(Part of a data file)
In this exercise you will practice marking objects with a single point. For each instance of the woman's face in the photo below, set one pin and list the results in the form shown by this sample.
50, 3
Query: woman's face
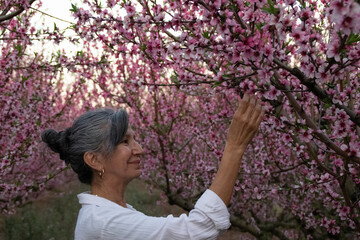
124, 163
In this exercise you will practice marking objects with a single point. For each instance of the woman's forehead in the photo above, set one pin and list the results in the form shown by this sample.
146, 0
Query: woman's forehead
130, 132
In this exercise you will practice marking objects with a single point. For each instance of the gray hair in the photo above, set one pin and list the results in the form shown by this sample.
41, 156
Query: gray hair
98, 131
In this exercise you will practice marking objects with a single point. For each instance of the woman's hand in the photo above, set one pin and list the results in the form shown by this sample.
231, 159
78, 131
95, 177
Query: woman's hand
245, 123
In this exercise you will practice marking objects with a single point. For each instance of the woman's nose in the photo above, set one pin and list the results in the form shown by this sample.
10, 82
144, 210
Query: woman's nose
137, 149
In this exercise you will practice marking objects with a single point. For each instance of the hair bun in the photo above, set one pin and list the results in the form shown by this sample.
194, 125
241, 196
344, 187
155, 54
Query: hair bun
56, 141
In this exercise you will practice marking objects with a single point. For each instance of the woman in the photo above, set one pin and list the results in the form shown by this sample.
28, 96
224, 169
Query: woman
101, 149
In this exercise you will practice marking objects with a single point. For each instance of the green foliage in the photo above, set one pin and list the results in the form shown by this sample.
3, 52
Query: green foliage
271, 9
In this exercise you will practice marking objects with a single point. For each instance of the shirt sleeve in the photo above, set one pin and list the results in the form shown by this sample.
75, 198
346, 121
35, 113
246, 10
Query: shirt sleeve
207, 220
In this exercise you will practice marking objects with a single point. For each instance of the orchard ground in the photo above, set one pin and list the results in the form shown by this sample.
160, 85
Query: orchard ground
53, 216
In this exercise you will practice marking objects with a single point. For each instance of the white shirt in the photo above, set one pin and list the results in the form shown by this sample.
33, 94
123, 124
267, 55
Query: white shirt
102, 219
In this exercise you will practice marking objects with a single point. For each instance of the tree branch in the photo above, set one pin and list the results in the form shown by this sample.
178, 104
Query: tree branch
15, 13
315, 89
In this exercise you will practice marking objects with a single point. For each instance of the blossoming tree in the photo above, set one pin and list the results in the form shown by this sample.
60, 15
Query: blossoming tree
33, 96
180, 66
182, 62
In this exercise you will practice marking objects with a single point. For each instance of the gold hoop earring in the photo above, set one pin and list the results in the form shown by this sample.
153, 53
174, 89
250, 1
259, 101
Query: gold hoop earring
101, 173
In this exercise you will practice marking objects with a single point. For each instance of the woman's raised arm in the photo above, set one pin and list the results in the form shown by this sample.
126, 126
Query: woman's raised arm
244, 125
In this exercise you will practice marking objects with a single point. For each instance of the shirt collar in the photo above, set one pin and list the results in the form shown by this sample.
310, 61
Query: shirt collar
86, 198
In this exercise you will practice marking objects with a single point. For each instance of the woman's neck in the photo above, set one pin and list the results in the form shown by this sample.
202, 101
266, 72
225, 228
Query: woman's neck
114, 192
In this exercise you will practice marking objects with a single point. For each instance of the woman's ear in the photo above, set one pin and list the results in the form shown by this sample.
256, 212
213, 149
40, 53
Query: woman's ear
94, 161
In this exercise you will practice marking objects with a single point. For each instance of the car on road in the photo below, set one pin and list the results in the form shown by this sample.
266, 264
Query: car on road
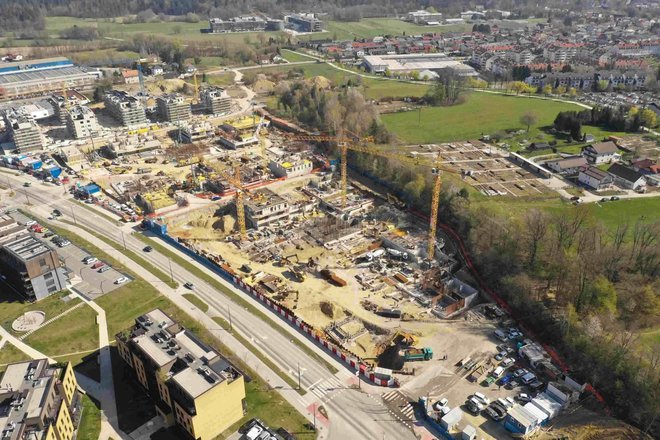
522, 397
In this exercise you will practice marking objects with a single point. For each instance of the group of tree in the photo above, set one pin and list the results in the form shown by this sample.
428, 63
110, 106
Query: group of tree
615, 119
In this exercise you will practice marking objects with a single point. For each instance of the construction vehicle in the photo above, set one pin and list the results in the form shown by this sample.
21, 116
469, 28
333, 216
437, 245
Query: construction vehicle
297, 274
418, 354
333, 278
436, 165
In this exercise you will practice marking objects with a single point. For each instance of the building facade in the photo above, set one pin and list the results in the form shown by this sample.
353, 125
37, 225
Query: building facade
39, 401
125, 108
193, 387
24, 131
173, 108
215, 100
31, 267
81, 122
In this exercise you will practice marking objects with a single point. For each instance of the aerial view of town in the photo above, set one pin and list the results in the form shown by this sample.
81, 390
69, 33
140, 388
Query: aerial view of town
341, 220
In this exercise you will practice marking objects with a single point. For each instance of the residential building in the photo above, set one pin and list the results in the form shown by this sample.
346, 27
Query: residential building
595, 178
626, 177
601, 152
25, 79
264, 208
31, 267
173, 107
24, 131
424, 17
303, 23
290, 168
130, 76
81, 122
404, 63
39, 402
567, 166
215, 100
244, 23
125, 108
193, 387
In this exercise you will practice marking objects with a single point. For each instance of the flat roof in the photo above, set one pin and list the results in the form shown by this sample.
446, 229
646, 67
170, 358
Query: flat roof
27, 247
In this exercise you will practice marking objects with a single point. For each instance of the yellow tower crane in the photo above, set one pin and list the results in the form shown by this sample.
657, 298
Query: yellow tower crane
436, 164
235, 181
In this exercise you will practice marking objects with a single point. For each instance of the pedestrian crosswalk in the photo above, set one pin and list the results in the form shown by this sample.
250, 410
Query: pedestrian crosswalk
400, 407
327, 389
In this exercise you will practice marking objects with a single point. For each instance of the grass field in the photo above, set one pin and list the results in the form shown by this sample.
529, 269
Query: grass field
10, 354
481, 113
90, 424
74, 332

▶ REQUEST: Make an exact copy of all the material, but keep the pictures out of it.

▶ RESPONSE:
In this exercise you will practice marking objects with a single point. For each instance of the woman's face in the photo below, set one pin and list the results in the form shown by this sample.
50, 3
Query: woman's face
124, 163
In this exercise you will practice marking objects with a single point. For each instance of the woman's forehead in the photo above, set one pin and list the results in the form shown by this sample.
146, 0
Query: woman's forehead
130, 132
In this exercise you will practice marking objects with a single point. For each instance of the gray hair in the photo above, set one pin and list the results in the form shown by this sample.
41, 156
Query: gray hair
98, 131
In this exercise you will practice marking objects with a single point. For each instance of the woman's hand in the photo above, set one pin and list the results in the form shown by this sample.
231, 159
78, 131
95, 177
Query: woman's hand
245, 123
In this exercise you will practice marking objects with a single point. For each instance of the woman's nose in the photo above, set one pin and list the results in the form shown by this sample.
10, 82
144, 210
Query: woman's nose
137, 149
In this exercise you will practice marking objects with a single point. For each instance of the hair bun in the photo above, set one pin and list the results in the form shown by this sample.
194, 125
241, 196
344, 187
155, 54
Query: hair bun
56, 141
In this exercise you will practice marking objects with a single point. For each instance of the woman in the photo above, set one pin and list the results in the form shown by this sample.
28, 96
224, 169
Query: woman
101, 149
In this exercise you will practice marking objects with a single point. For each instance of the green foliage in the photo above, set one pin and list the results in the form shown by this sample.
3, 52
Query: green foliage
271, 9
In this exercise you will practice marking objects with a single point. For each instance of the shirt sleeve in the photo above, set one pin and list the results in the form shown by this sample.
75, 198
346, 121
35, 113
246, 10
Query: shirt sleeve
207, 220
In this exercise you will practice marking objects with a single point. For each instance of the orchard ground in the photo above, set one pin and list the results in the form shown by this sample.
160, 85
Query: orchard ground
53, 216
In this exercise you will practice marking objects with a single point. For each instance of the white shirt in the photo above, set one pin and list the results in the form shown by this sample.
33, 94
123, 124
267, 55
Query: white shirt
102, 219
In this exercise you will practice marking objects with a single point. For each instance of the tree branch in the photo above, set one pin and list the results in the form shown by this sample.
178, 104
Query: tree branch
15, 13
315, 89
In this exercise you will practice marking objects with a single point. For each instance of the blossoming tree in the photo above, set one pin and list the results in the form shown by this sample.
60, 15
Query: blossoming tree
33, 96
180, 66
182, 62
In this exercise you will practice marking objects with a single point. For each instance of the gold hoop earring in the photo above, set one pin and list the results in the form shown by this sample.
153, 53
174, 89
250, 1
259, 101
Query: gold hoop earring
101, 173
In this exercise you will practice marking objects with a single point. For each instance of the woman's raised arm in the photo above, set one pin and list the results in the form shown by this sample.
126, 126
Query: woman's raised arm
244, 125
In this exercise you will practice marking objects with a single point. For each instance of the shirt collar in the photo above, set one pin and list the results in the form shown by this sample.
310, 61
Query: shirt collar
86, 198
In this exercise you will practice marking objects with a single point. For each instance of the woman's neck in the photo above, set one pin and list the results in the form shown by this sample.
202, 101
266, 72
225, 228
Query: woman's neck
114, 192
In this exercise you will practice marking objects with a single point. For each instance of the woman's ear in the photo above, set one pin and list the results in the form shown by this sample.
256, 212
213, 149
40, 53
Query: woman's ear
94, 161
In this exercise you will practice marking objects with a single point. For each instance of the car on road in the photo below, set one pin and list the results in the form shown by this sample.
266, 264
Query: car on road
522, 397
In this exercise you will practice marking objects with a single point. For each instance of the group of tree in the photo above, set one pin and list the results in the form shown by this sample.
428, 63
110, 106
Query: group of tree
615, 119
In this exercise you will practice marking objects with a single point. For each instance of the construction vehicle in the photo above, set one pin and list the results in the form shown by this sample.
21, 116
469, 28
333, 216
437, 245
Query: construction vehicle
297, 274
418, 354
333, 278
436, 165
In this exercise you will practice marking objects with a single point. For each instance of the building facade in the photo above, set one pin and list the results in the form shown by this sample.
353, 125
37, 225
Query: building facade
39, 401
125, 108
193, 387
24, 131
173, 108
215, 100
31, 267
81, 122
In this exercise you will practice marking objects with a single point. For each instance of the aerial view of town in the photo above, set one pin and list the results in the form shown by this sample.
81, 390
69, 33
140, 388
Query: aerial view of town
341, 220
In this exercise you will practice marking objects with a single point. For each instance of the residential building in the photo above, set one pin and list the results in the form shown by this sample.
346, 27
Query: residential building
595, 178
626, 177
601, 152
25, 79
264, 208
31, 267
173, 107
24, 131
424, 17
303, 23
290, 168
130, 76
81, 122
404, 63
39, 402
567, 166
215, 100
244, 23
125, 108
193, 387
In this exercise you will practice marking objects with a single point. For each instance of the flat roof in the photo above, set one pin and list the results in the form shown by this sample.
446, 229
646, 67
170, 358
Query: flat roof
27, 247
In this exercise you will practice marking objects with a single point. For each instance of the yellow tower crane in the photo above, set one pin and list the results in the form shown by this sample.
657, 298
Query: yellow tower crane
436, 164
235, 181
In this exercise you will practice marking objects with a single point. For each instance of the pedestrian crosswalk in the photo above, set one pin and list the results in the form shown by this sample.
250, 410
Query: pedestrian crosswalk
400, 407
327, 389
In this exercise you will practice marking objects with a single point. For each instance of the grass field in the photo above, set one pin and list the results in the form shown by this sample.
529, 269
Query: grass field
10, 354
481, 113
90, 424
74, 332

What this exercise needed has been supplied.